── GIVEN RECORDS ──
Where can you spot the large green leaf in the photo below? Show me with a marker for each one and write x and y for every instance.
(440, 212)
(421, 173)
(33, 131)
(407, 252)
───
**GIVEN PROBLEM**
Reproduce the material above line for line, changing nothing.

**TASK RESPONSE**
Where can you spot the large green leaf in the photo below? Show me with a marker for each one and write x and y for every instance.
(440, 212)
(421, 173)
(33, 131)
(407, 252)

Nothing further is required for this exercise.